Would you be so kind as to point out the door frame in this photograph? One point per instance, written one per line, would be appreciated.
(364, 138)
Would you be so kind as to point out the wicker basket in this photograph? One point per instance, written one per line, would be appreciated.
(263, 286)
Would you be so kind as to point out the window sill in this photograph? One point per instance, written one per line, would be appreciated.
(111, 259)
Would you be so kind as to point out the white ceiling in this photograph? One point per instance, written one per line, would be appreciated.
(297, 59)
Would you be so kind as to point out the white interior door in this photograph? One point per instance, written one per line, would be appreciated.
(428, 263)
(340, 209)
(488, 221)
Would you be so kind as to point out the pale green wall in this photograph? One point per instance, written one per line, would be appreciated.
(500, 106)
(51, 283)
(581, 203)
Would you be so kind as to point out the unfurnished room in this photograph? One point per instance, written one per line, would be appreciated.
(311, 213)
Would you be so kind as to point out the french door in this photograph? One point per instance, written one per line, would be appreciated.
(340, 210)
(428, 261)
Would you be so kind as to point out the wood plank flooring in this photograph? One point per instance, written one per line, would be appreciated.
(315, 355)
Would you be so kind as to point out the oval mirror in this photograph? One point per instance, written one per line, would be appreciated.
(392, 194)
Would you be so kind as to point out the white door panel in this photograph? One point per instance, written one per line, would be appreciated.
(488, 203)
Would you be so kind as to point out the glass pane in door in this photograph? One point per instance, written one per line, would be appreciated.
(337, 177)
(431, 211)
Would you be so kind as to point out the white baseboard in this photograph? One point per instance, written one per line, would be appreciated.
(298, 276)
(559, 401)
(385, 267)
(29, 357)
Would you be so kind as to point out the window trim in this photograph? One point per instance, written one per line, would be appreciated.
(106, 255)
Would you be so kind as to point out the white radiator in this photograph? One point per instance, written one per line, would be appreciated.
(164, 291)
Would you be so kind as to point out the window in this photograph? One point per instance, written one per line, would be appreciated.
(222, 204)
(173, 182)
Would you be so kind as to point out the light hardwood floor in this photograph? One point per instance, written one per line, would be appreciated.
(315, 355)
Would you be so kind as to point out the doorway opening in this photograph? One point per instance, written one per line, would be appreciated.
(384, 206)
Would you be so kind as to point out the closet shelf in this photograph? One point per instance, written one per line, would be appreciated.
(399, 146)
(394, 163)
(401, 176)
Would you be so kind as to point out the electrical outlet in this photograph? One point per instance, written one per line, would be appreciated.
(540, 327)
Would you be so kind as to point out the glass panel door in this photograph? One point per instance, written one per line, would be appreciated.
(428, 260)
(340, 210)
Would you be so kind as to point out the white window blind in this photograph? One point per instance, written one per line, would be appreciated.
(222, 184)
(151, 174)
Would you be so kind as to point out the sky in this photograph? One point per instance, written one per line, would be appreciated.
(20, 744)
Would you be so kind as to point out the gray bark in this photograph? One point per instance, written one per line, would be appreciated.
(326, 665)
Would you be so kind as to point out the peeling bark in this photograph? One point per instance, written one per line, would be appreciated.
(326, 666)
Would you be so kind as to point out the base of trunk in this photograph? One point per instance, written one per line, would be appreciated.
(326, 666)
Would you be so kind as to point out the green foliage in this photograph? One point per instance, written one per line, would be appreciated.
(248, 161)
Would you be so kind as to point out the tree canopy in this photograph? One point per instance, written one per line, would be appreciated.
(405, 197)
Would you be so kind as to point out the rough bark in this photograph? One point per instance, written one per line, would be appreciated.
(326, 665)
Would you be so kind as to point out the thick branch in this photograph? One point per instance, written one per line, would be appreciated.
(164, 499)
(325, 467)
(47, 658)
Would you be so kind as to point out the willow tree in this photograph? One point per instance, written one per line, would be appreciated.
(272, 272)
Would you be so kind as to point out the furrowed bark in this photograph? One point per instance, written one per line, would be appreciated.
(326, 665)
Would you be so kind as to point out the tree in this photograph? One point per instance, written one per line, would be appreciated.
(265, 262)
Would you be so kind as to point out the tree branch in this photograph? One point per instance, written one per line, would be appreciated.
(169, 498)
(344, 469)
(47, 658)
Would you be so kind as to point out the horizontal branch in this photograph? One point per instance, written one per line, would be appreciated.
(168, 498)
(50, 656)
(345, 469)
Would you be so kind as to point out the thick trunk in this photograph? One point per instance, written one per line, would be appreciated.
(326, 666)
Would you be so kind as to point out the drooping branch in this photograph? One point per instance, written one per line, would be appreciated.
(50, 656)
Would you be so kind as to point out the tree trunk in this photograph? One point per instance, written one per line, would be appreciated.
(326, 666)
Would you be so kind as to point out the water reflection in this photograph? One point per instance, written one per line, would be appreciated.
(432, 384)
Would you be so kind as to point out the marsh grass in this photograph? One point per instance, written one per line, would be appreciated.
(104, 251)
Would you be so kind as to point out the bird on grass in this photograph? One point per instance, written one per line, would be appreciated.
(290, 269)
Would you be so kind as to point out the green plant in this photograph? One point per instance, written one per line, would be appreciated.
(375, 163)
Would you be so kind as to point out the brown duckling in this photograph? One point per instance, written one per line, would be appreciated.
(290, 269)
◆ ◆ ◆ ◆ ◆
# Directive
Write out all the records above again, exactly as they stand.

# Right answer
Would you be so kind as to point out the door frame in this photograph? One point per instance, written one per line, would be appreciated.
(364, 138)
Would you be so kind as to point out the wicker basket in this photograph? One point per instance, written one per line, would be appreciated.
(263, 286)
Would you be so kind as to point out the window sill in this photograph? One point per instance, written one per line, would be appreciated.
(111, 259)
Would you be so kind as to point out the white ceiling in this photograph? One point per instance, written one per line, would be appreciated.
(297, 59)
Would you be so kind as to point out the white interior door in this photograph? One point per instance, written one per line, would be appreciated.
(428, 263)
(340, 209)
(488, 221)
Would you be so kind as to point out the pale green wall in this photograph? One point per instance, written one per line, would be appreciated.
(500, 106)
(51, 283)
(581, 203)
Would you be so kind as to point out the unfurnished room in this photograph? One point per instance, written one per line, would be appreciated.
(311, 213)
Would you be so kind as to point out the french door in this photograph? One point per instance, written one per line, would be appreciated.
(340, 210)
(428, 261)
Would you be so kind as to point out the wood plank flooring in this photograph? One point per instance, written one per line, would be appreciated.
(315, 355)
Would you be so kind as to point out the oval mirror in this photograph? One point per instance, written one per line, would be appreciated.
(392, 194)
Would you be so kind as to point out the white door panel in this photograph? One point per instance, written one per line, would be appreciated.
(488, 203)
Would you be so kind as to point out the glass pane in door in this photograph? One point per instance, written one per line, would be appreciated.
(337, 177)
(431, 211)
Would you be so kind as to point out the white baseboard in this photograph? One point per instance, written one per line, would be appreciated.
(298, 276)
(559, 401)
(385, 267)
(29, 357)
Would you be so kind as to point out the window trim in this photograph? One point per instance, written one per line, would be appreciated.
(106, 255)
Would you be so kind as to point out the white radiator in this photograph? One point per instance, written one per line, would be appreciated.
(164, 291)
Would you be so kind as to point out the window in this photograph? One point per instance, written one per line, would be appreciated.
(222, 204)
(173, 182)
Would you be so kind as to point out the light hardwood floor in this photograph? One point per instance, written one per line, would be appreciated.
(315, 355)
Would you be so kind as to point out the doorway opening in this photograph? One point per instance, written one per line, would be appreciated.
(384, 206)
Would you be so kind as to point out the closet shelf in this photograph? One point per instance, written one per line, would be appreciated.
(399, 146)
(394, 163)
(401, 176)
Would you be so kind as to point out the electrical outlet in this photograph? One point per instance, written one per line, would be appreciated.
(540, 327)
Would you be so kind as to point out the glass panel door in this photograph? One point per instance, written one per line, would be appreciated.
(428, 260)
(340, 210)
Would you be so kind as to point out the white window blind in this photograph? One point per instance, written one per line, would be appreciated.
(222, 184)
(151, 174)
Would you be so kind as to point out the sky in this photograph? One point per instance, written one per line, would be appreciated.
(20, 744)
Would you be so kind as to point out the gray bark in this photograph? One point per instance, written one per line, would be appreciated.
(326, 665)
Would you be so kind as to point out the peeling bark in this photograph? One point per instance, written one per line, would be appreciated.
(326, 666)
Would you be so kind as to point out the base of trunk in this photograph? One point per instance, written one per line, would be appreciated.
(326, 666)
Would you be so kind as to point out the green foliage in this photograph? One point per instance, written one per line, would be appreciated.
(248, 161)
Would you be so kind as to point out the tree canopy in this photograph? One point per instance, written one per line, would be appreciated.
(405, 197)
Would you be so kind as to point out the rough bark in this photograph? One point per instance, written one per line, would be appreciated.
(326, 665)
Would you be so kind as to point out the thick branch in this photograph? One point per instance, written one per line, would be appreciated.
(164, 499)
(325, 467)
(47, 658)
Would you be so kind as to point out the willow tree in this photograph? One point per instance, written one per line, would be appreciated.
(272, 272)
Would you be so kind as to point out the furrowed bark in this photograph? One point per instance, written one per line, would be appreciated.
(326, 665)
Would you be so kind as to point out the tree in this photograph? One point per instance, written one per line, would be appreciated.
(265, 262)
Would you be so kind as to point out the tree branch in this photograph? One point per instance, written one per line, would be appreciated.
(169, 498)
(344, 469)
(47, 658)
Would you be so kind as to point out the horizontal branch in this photograph? One point per instance, written one per line, would be appreciated.
(168, 498)
(50, 656)
(345, 469)
Would you be so kind as to point out the thick trunk in this photograph? One point per instance, written one per line, would be appreciated.
(326, 666)
Would you be so kind as to point out the drooping branch in this photograph? One point per instance, written one per line, would be appreciated.
(50, 656)
Would you be so kind as to point out the tree trunk in this photograph? One point per instance, written one per line, would be appreciated.
(326, 666)
Would you be so kind as to point out the water reflection in this photograph? One point per instance, written one per line, would be appreciated.
(432, 384)
Would you be so kind as to point out the marsh grass in this photograph? One point per instance, written one per line, would be appreciated.
(104, 251)
Would you be so kind as to point out the bird on grass in this photograph? One point per instance, written one per line, would be appreciated.
(290, 269)
Would you be so kind as to point out the green plant in this photograph? One point per instance, written one per line, would be appreciated.
(375, 163)
Would you be so kind as to point out the brown duckling in this photograph? One point per instance, written one per line, would be appreciated.
(290, 269)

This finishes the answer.